(Referring expression pointing data)
Segment Open
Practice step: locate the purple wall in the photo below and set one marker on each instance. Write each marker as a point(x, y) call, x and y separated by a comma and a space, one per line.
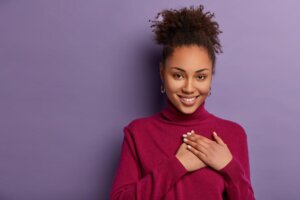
point(74, 73)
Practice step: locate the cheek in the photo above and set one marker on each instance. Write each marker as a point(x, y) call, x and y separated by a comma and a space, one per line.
point(173, 86)
point(204, 87)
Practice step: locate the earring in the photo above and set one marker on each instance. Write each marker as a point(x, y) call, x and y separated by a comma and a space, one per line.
point(162, 89)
Segment Closed
Task:
Only the lines from the one containing "Practice step: locate the earring" through the end of the records above belong in the output, each exactly as it stands, both ends included.

Written solution:
Practice step: locate the earring in the photo above and set one marker on each instance. Write each marker as a point(x, y) call, x and y separated by a comma and a space, one per line.
point(162, 89)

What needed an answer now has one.